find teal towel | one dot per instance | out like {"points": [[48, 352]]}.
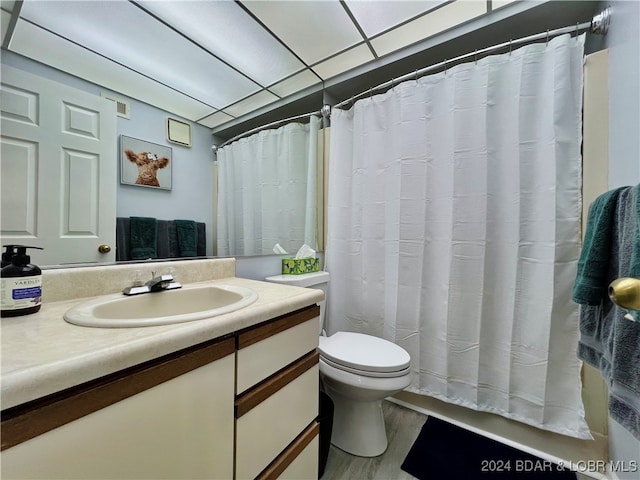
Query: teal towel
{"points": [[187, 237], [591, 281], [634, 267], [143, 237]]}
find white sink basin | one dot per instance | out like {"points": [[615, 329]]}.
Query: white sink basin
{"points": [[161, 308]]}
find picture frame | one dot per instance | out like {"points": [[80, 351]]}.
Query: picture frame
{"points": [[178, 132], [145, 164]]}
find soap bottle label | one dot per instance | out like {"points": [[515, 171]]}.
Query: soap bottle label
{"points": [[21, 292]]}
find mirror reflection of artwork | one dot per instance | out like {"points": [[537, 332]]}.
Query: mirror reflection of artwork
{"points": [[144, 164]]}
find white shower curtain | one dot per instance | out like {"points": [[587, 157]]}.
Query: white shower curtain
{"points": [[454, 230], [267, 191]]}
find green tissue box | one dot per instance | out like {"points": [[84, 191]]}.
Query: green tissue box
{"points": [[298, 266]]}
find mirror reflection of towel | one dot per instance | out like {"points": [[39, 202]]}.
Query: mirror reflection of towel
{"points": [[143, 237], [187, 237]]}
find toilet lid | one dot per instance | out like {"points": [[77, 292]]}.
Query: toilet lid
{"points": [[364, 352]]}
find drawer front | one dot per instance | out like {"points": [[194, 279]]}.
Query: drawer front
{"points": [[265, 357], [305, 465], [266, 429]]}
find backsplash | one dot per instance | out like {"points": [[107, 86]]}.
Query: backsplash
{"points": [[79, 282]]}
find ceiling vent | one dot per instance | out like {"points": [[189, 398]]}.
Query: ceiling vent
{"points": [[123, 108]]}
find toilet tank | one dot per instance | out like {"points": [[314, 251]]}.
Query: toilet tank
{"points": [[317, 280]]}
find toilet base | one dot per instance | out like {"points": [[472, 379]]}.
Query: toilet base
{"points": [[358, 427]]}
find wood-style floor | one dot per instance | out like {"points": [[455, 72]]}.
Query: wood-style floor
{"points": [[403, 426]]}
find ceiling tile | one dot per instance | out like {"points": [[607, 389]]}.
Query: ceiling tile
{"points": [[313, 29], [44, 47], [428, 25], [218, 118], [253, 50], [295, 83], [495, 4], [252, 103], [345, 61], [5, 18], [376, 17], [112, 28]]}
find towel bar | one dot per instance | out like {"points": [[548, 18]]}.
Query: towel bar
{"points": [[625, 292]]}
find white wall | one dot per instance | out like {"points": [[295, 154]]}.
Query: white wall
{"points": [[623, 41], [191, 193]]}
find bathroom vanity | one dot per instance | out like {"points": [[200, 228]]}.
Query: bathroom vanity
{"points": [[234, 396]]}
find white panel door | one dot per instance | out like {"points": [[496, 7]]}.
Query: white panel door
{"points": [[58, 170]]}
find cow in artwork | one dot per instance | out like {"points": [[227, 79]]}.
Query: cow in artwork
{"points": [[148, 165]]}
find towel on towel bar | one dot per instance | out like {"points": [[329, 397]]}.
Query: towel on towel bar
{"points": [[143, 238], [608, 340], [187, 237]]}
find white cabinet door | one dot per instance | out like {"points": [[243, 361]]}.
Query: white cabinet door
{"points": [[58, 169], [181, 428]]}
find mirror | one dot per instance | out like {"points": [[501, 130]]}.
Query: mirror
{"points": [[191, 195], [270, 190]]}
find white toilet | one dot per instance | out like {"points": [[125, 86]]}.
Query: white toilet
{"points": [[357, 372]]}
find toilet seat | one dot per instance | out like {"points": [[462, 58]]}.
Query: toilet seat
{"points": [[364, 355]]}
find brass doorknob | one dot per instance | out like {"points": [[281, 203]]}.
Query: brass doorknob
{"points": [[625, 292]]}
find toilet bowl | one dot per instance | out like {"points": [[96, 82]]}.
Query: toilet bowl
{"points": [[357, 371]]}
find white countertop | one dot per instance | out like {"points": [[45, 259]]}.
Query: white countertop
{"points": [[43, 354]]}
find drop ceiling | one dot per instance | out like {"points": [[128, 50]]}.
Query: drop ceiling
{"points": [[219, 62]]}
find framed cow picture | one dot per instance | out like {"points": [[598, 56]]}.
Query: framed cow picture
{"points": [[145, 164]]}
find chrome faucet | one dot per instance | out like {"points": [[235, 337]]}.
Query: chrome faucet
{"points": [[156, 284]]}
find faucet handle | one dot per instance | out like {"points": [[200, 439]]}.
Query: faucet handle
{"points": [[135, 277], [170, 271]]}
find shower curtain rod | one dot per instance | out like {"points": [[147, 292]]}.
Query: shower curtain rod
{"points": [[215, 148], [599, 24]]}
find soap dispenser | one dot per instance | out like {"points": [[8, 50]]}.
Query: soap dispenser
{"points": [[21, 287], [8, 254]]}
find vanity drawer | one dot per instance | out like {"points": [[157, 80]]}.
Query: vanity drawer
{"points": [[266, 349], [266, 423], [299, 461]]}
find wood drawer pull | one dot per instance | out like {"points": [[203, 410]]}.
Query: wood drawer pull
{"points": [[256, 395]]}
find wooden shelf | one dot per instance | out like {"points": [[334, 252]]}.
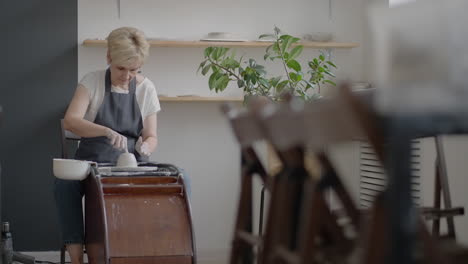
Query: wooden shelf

# Exercise:
Format every line of the entries above as a JSON list of strings, one string per line, with blank lines and the pictures left out.

# Complete answer:
[
  "find teal towel | one dot per instance | out like {\"points\": [[48, 352]]}.",
  "Query: teal towel",
  "{\"points\": [[187, 237], [591, 281], [634, 267], [143, 237]]}",
  "find white sink basin | one dot per instance | out like {\"points\": [[615, 329]]}.",
  "Query: white sink basin",
  "{\"points\": [[161, 308]]}",
  "find picture frame | one dot per instance | out like {\"points\": [[80, 351]]}.",
  "Query: picture frame",
  "{\"points\": [[178, 132], [145, 164]]}",
  "find soap bottle label | one dot per instance | out like {\"points\": [[515, 171]]}.",
  "Query: soap bottle label",
  "{\"points\": [[21, 292]]}",
  "find mirror reflection of artwork | one dot per instance | out like {\"points\": [[537, 332]]}.",
  "Query: mirror reflection of artwork",
  "{\"points\": [[144, 164]]}",
  "find white shower curtain | one dot per instance | out like {\"points\": [[587, 157]]}.",
  "Query: white shower curtain",
  "{\"points\": [[454, 230], [267, 191]]}",
  "find green tissue box | one dot per instance | out like {\"points\": [[84, 191]]}.",
  "Query: green tissue box",
  "{\"points\": [[298, 266]]}",
  "find mirror reflection of towel | one dot per instance | out like {\"points\": [[39, 202]]}.",
  "Query: mirror reflection of towel",
  "{\"points\": [[143, 237], [187, 237]]}",
  "find toilet lid | one dot per instance | out like {\"points\": [[77, 292]]}.",
  "Query: toilet lid",
  "{\"points\": [[364, 352]]}",
  "find drawer front | one dot per instance | out like {\"points\": [[194, 279]]}.",
  "Query: drawer front",
  "{\"points\": [[265, 357], [305, 465], [266, 429]]}",
  "find backsplash | one dot per instance | out like {\"points\": [[107, 86]]}.",
  "Query: backsplash",
  "{\"points\": [[79, 282]]}",
  "find ceiling vent | one dot per instance | out like {\"points\": [[189, 398]]}.",
  "Query: ceiling vent",
  "{\"points\": [[123, 108]]}",
  "find toilet tank | one dot per instance | out like {\"points\": [[314, 251]]}.",
  "Query: toilet tank",
  "{\"points\": [[317, 280]]}",
  "find toilet base | one dot per instance | out like {\"points\": [[472, 379]]}.",
  "Query: toilet base",
  "{\"points\": [[358, 427]]}",
  "find wood-style floor | one dot per instance | out like {\"points\": [[455, 72]]}.",
  "Query: wood-style floor",
  "{\"points\": [[403, 426]]}",
  "find ceiling tile | one dot per instance | out like {\"points\": [[607, 389]]}.",
  "Query: ceiling tile",
  "{\"points\": [[313, 29], [44, 47], [428, 25], [218, 118], [253, 50], [295, 83], [495, 4], [252, 103], [345, 61], [5, 18], [376, 17], [112, 28]]}",
  "find towel bar | one dot per instance | out like {\"points\": [[548, 18]]}.",
  "Query: towel bar",
  "{\"points\": [[625, 292]]}",
  "find white wall | one dot per instance | out like {\"points\": [[295, 154]]}.",
  "Query: white wall",
  "{\"points\": [[623, 41], [191, 193]]}",
  "find bathroom vanity | one dot per instance | out like {\"points\": [[200, 228]]}.",
  "Query: bathroom vanity",
  "{\"points\": [[234, 396]]}",
  "find white panel door | one dot per instance | out like {\"points\": [[496, 7]]}.",
  "Query: white panel door",
  "{\"points\": [[58, 170]]}",
  "find cow in artwork | one dot per instance | out like {\"points\": [[227, 79]]}.",
  "Query: cow in artwork",
  "{\"points\": [[148, 165]]}",
  "find towel on towel bar | one dot per instance | out like {\"points\": [[329, 397]]}.",
  "Query: towel on towel bar",
  "{\"points\": [[143, 238], [608, 340], [187, 237]]}",
  "find white cabinet door | one dot per instance | out like {\"points\": [[243, 361]]}.",
  "Query: white cabinet door",
  "{\"points\": [[58, 169], [181, 428]]}",
  "find mirror | one dot per instance | out like {\"points\": [[501, 130]]}.",
  "Query: mirror",
  "{\"points\": [[191, 195], [270, 190]]}",
  "find white toilet | one dot per instance | out like {\"points\": [[125, 86]]}.",
  "Query: white toilet",
  "{\"points\": [[357, 372]]}",
  "find toilet seat | one dot per instance | out like {\"points\": [[462, 58]]}.",
  "Query: toilet seat",
  "{\"points\": [[364, 355]]}",
  "find brass doorknob | one dot per instance | out like {\"points\": [[281, 203]]}.",
  "Query: brass doorknob",
  "{\"points\": [[625, 292]]}",
  "find toilet bowl | one dot per instance | out like {\"points\": [[96, 82]]}.",
  "Query: toilet bowl",
  "{\"points\": [[357, 371]]}",
  "find white countertop | one dot per instance | out like {\"points\": [[45, 259]]}.",
  "Query: white countertop",
  "{\"points\": [[43, 354]]}",
  "find drop ceiling | one dot per instance | out like {\"points\": [[128, 50]]}.",
  "Query: drop ceiling",
  "{\"points\": [[219, 62]]}",
  "find framed cow picture | one dot per instance | out like {\"points\": [[598, 56]]}.",
  "Query: framed cow picture",
  "{\"points\": [[145, 164]]}",
  "find chrome faucet | one dot per instance | out like {\"points\": [[235, 337]]}.",
  "Query: chrome faucet",
  "{\"points\": [[156, 284]]}",
  "find faucet handle | one dot per instance | out like {\"points\": [[200, 439]]}.",
  "Query: faucet handle",
  "{\"points\": [[135, 277], [170, 271]]}",
  "find shower curtain rod | one dot per instance | out like {\"points\": [[147, 292]]}.",
  "Query: shower curtain rod",
  "{\"points\": [[215, 148], [599, 24]]}",
  "find soap dispenser | one dot per instance | out like {\"points\": [[8, 50]]}.",
  "Query: soap dispenser",
  "{\"points\": [[21, 287], [8, 254]]}",
  "find vanity drawer | one dot per instance | out like {\"points\": [[157, 80]]}.",
  "Query: vanity drawer",
  "{\"points\": [[266, 349], [266, 423], [299, 461]]}",
  "find wood drawer pull | one dot per instance | out like {\"points\": [[203, 410]]}.",
  "Query: wood drawer pull",
  "{\"points\": [[256, 395]]}",
  "find wooden shelf | one dot per instance | out like {\"points\": [[334, 252]]}.",
  "Query: wooden shelf"
]